### Exercise:
Could you put the lines of the data below into a numbered list, starting at the line that contains "Target: vw logo emblem" and ending with the final line of the data, leaving out any blank lines?

### Input rows:
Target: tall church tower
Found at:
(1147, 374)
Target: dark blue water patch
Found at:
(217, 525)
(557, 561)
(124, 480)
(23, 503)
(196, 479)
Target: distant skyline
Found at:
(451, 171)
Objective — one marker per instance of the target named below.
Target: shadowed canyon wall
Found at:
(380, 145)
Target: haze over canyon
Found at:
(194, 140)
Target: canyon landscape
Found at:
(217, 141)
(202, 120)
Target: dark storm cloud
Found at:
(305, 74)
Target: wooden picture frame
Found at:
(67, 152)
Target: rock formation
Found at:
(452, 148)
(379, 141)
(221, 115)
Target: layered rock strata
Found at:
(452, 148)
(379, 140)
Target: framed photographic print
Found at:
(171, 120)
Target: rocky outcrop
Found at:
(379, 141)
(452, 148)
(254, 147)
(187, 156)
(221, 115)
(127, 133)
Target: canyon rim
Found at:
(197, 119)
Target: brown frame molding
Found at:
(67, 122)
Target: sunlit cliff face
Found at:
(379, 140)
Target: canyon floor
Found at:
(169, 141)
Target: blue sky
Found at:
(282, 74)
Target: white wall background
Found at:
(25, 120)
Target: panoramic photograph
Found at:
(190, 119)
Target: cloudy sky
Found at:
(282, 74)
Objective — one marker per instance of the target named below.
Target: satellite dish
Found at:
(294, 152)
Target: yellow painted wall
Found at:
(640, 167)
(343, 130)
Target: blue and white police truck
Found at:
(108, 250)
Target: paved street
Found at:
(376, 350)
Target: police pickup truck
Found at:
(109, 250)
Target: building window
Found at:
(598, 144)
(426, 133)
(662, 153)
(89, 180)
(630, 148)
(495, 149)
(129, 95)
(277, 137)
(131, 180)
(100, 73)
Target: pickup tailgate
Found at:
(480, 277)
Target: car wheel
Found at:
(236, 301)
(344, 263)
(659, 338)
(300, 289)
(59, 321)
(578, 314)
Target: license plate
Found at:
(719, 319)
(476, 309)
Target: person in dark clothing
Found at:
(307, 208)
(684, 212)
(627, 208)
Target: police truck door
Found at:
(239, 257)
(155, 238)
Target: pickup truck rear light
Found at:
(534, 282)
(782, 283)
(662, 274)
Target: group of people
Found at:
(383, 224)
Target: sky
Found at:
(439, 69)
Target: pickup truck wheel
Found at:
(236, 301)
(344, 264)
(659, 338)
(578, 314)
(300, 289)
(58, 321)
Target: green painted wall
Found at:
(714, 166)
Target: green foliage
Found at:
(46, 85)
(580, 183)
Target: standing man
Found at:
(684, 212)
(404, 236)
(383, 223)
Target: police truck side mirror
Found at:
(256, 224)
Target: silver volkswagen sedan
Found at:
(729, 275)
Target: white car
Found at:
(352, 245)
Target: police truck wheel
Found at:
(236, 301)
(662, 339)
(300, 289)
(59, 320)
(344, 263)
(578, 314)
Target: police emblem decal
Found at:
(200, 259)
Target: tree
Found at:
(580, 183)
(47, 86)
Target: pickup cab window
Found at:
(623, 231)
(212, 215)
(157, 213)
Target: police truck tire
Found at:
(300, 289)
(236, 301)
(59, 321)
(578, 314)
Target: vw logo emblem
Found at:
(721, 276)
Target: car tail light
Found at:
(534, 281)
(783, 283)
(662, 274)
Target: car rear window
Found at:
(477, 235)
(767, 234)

### Answer below:
1. Target: vw logo emblem
2. Found at:
3. (721, 276)
4. Target: car tail light
5. Found at:
6. (534, 281)
7. (783, 283)
8. (662, 274)
9. Target: car rear window
10. Found at:
11. (477, 235)
12. (767, 234)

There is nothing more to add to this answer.